-- GOAL OF THE EXERCISE --
Write exactly, with no line omitted or added, the span beginning at the line that holds "feature the decorative" and ending at the last line of the records.

-- MATERIAL FOR THIS TASK --
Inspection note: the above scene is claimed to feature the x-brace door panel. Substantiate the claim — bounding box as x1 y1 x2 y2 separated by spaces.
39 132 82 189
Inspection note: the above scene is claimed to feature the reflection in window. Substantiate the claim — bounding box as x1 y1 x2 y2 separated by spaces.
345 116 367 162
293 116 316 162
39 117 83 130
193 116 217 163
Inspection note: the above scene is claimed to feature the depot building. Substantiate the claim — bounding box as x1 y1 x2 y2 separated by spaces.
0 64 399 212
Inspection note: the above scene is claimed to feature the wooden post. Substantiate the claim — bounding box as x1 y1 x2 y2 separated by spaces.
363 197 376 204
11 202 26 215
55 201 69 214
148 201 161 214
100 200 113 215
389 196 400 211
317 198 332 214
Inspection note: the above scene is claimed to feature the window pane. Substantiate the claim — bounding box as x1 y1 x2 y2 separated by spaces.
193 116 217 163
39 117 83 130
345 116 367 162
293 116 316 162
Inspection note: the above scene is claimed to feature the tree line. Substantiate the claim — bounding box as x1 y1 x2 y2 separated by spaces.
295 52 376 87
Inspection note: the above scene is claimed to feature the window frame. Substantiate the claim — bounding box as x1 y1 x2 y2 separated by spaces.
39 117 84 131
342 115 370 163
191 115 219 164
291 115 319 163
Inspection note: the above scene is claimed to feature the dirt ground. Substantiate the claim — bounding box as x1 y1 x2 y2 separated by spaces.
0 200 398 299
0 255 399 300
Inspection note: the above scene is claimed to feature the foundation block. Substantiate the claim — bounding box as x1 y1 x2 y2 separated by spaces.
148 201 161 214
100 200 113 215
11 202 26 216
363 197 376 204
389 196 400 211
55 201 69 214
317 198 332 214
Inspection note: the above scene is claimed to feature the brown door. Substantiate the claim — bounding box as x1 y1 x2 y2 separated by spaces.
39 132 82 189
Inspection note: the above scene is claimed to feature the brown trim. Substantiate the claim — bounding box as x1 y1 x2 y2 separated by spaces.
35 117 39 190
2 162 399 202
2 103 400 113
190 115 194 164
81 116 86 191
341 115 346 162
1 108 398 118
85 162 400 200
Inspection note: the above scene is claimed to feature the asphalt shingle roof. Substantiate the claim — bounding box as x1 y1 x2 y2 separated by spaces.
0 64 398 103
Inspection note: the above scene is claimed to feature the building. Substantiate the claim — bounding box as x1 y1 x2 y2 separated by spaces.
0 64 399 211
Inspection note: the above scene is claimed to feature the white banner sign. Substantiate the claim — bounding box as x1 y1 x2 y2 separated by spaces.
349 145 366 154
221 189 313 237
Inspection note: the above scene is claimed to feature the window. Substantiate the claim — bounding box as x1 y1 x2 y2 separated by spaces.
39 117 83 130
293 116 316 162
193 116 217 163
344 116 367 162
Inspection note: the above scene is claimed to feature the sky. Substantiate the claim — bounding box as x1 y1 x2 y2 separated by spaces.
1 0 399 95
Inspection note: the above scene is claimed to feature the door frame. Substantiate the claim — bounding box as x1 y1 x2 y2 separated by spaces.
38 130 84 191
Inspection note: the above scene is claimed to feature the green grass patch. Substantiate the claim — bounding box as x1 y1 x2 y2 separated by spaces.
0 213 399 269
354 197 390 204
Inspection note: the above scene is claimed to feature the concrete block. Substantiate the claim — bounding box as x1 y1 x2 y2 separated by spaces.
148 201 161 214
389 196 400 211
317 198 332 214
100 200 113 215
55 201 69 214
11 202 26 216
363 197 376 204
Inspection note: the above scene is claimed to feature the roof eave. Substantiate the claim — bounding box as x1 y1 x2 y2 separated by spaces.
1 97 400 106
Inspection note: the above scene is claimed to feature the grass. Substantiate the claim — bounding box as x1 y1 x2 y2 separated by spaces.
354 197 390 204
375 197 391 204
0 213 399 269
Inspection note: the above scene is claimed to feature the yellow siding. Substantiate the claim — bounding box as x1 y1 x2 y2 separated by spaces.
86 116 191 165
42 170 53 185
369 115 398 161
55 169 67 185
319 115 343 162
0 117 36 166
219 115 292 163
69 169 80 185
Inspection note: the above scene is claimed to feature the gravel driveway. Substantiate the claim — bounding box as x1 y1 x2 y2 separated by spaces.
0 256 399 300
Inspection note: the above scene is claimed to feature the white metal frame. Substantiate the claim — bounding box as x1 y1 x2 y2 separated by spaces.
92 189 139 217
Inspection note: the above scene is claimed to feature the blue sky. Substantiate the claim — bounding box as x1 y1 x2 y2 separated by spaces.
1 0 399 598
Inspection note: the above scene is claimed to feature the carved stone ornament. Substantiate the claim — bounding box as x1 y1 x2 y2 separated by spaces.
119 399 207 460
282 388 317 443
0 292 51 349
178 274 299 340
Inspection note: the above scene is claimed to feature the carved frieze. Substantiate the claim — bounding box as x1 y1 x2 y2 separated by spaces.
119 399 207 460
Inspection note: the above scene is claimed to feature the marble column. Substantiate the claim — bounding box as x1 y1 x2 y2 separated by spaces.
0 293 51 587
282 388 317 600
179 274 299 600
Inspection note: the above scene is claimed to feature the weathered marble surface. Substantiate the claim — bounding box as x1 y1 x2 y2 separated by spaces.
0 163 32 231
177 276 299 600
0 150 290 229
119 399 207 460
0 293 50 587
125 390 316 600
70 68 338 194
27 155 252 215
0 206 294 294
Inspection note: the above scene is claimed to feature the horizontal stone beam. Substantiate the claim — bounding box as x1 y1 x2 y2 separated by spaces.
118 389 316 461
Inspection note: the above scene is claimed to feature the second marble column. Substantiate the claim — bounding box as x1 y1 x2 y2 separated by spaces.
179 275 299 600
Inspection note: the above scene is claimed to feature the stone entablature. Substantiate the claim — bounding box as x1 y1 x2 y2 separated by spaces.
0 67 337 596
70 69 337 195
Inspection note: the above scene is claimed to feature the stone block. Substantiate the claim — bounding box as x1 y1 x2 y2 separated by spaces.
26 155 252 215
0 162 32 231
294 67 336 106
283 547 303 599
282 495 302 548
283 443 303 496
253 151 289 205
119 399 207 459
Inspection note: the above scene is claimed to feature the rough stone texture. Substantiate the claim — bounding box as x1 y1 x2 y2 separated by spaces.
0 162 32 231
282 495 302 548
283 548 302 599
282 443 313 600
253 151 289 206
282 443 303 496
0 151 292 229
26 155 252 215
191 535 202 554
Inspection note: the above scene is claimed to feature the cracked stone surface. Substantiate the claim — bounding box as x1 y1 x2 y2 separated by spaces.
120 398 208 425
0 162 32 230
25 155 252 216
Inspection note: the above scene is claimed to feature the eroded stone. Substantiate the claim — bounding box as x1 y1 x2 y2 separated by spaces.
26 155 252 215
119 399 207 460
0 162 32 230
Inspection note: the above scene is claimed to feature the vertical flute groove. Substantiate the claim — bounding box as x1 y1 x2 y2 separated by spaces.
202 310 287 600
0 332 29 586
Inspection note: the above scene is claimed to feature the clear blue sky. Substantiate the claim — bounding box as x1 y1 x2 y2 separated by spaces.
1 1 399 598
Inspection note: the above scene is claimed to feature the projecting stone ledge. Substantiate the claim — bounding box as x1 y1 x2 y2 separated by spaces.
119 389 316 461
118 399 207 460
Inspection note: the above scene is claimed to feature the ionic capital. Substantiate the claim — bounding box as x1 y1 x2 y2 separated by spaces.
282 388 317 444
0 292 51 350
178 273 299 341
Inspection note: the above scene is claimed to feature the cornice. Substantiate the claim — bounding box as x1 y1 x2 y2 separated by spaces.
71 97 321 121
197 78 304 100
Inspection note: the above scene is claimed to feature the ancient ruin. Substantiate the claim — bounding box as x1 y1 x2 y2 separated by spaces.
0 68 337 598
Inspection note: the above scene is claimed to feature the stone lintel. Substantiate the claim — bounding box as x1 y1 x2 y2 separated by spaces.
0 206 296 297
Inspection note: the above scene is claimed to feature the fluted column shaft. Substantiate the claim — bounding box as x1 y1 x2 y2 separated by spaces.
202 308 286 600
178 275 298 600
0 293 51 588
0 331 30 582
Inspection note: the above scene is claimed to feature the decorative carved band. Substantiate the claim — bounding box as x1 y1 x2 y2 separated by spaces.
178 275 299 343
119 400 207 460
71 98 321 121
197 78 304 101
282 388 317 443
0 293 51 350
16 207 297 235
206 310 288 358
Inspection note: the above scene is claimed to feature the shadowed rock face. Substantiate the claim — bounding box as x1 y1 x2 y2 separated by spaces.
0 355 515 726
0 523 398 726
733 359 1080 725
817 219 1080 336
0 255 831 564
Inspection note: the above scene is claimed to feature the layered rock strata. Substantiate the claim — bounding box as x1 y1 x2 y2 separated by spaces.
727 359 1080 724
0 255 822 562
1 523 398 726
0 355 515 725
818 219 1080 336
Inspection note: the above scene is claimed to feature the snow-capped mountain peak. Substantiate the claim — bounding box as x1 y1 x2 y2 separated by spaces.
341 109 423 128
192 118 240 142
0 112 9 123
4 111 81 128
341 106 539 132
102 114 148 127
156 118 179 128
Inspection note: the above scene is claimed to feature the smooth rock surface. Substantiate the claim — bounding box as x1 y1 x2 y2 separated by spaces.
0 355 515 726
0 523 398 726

-- RESPONSE BELOW --
Inspection note: the above scene is claimed to feature the decorative carved band. Substantiate the claim — bounding box as x1 y1 x2 y2 separated by spaces.
178 275 299 343
119 400 207 460
71 98 321 121
197 78 304 101
282 388 317 443
0 293 51 350
16 207 297 235
206 310 288 358
Inspection note: the above scene is claimed to feature the shadowed rock face. Substantiate the claim — bounding box as x1 y1 x2 y2 separated by spaces.
0 355 515 726
0 523 398 726
733 359 1080 725
817 219 1080 336
0 255 831 564
Inspection note: the above scene is claimed to feature the layered rock strata. Substantiate the claim — bounding box as x1 y1 x2 y2 separated by spaces.
727 359 1080 724
0 255 822 562
1 523 398 726
0 355 515 725
818 219 1080 336
Inspection note: the above scene is claimed to feature the snow-capped mountain peak. Substantiate the claim — bounding box as x1 y1 x2 y2 separated by spaces.
341 109 423 128
192 118 240 142
0 112 9 123
4 111 81 128
341 106 539 132
102 114 148 127
156 118 179 128
Inspection note: the above scene is claimed to feature the smooth rock surface. Substantiate the claim — bounding box as x1 y1 x2 y2 separated by spaces.
0 355 515 726
0 523 398 726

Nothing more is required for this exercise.